═════ Selected excerpt ═════

Why verifying a recruitment agency matters
Illegal recruitment often starts with something that looks ordinary: a job post shared by a friend, a “Japan caregiver” offer in a group chat, a foreign employer interview over Zoom, or a recruiter asking for a reservation fee through GCash.
The danger is that many scams copy the names, logos, and job posts of real agencies. Others use real agencies as bait but redirect applicants to personal accounts, training centers, “visa assistance” offices, or unregistered social media pages.
In Philippine law, overseas recruitment is heavily regulated because a worker may lose money, documents, and even personal safety if deployed through illegal channels. The Department of Migrant Workers was created under Republic Act No. 11641, which consolidated and absorbed POEA-related overseas employment functions and made the DMW the primary agency for protecting the rights and welfare of OFWs. (Supreme Court E-Library)
That is why verification should be treated as a basic safety step, not a formality.
POEA or DMW: which agency should you check now?
Many Filipinos still say “POEA agency” or “POEA job order.” That language is understandable because the Philippine Overseas Employment Administration handled this system for decades.
Today, however, the government office to check is the Department of Migrant Workers (DMW). Under the DMW Act and its implementing rules, POEA and several other offices were consolidated into the DMW, and the Department absorbed POEA’s powers, functions, and mandate over overseas employment regulation. (Supreme Court E-Library)
In practical terms:
| What people commonly say | Current practical meaning |
|---|---|
| “POEA-licensed agency” | DMW-licensed recruitment or manning agency |
| “POEA job order” | DMW-approved job order |
| “POLO verification” | Verification now handled through Migrant Workers Offices (MWOs) abroad, depending on the country and process |
| “POEA online services” | DMW online services and portals, including e-Registration and helpdesk functions (DMW Online Services) |
Old POEA links, forms, or archives may still appear online, but for actual checking, use the official DMW website and DMW online services.
What “licensed recruitment agency” means in the Philippines
A licensed overseas recruitment agency is an agency authorized by the DMW to recruit and deploy Filipino workers abroad. The DMW’s official licensed agency directory describes these as DMW-licensed overseas recruitment agencies authorized to deploy Filipino workers abroad. (Department of Migrant Workers)
There are two common categories:
| Type of agency | Usual workers covered |
|---|---|
| Philippine Recruitment Agency (PRA) | Land-based workers, such as nurses, engineers, hotel staff, caregivers, factory workers, construction workers, and household service workers |
| Licensed Manning Agency (LMA) | Seafarers and other sea-based workers |
A license means the agency has authority to operate as a recruitment or manning agency. It does not automatically mean every job post, every branch, every recruiter, every social media page, or every fee being collected is valid.
A proper verification should answer these questions:
- Is the agency listed in the DMW licensed agency directory?
- Is its license status valid and not cancelled, suspended, revoked, expired, or banned?
- Does the agency name match exactly?
- Is the office address the same as the DMW record?
- Is the job order approved?
- Does the approved job order match the position, country, and foreign employer being offered?
- Is the person dealing with you actually connected with the agency?
- Are the fees being collected allowed under DMW rules?
Legal basis: illegal recruitment and worker protection
Illegal recruitment is not just a “bad transaction.” It is a criminal offense.

═════ Stored data ═════

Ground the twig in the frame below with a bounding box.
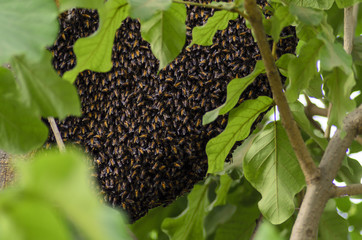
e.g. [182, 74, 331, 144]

═════

- _Explore the material_
1. According to the article on verifying recruitment agencies, why is overseas recruitment heavily regulated under Philippine law?
2. In the article on verifying recruitment agencies, under which law was the Department of Migrant Workers created?
3. List every license status that the article on verifying recruitment agencies says a valid agency license must not have.
The data are not needed for this work.

- _Results for the exercise_
1. Overseas recruitment is heavily regulated because a worker deployed through illegal channels may lose money, documents, and even personal safety.

2. Republic Act No. 11641.

3.
- Cancelled
- Suspended
- Revoked
- Expired
- Banned